**Exercise goal**. Rewrite the lines below, changing every "horse herd" to "group of horses" and keeping everything else the same. Leave out the pictures.

**Data provided**.
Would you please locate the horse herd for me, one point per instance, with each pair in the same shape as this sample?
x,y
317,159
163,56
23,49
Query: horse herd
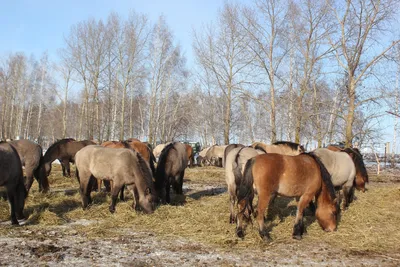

**Solution**.
Would you please locate the group of horses for me, one point per instance, with each pair in the same shape as this sample?
x,y
317,159
163,56
23,49
Query: group of horses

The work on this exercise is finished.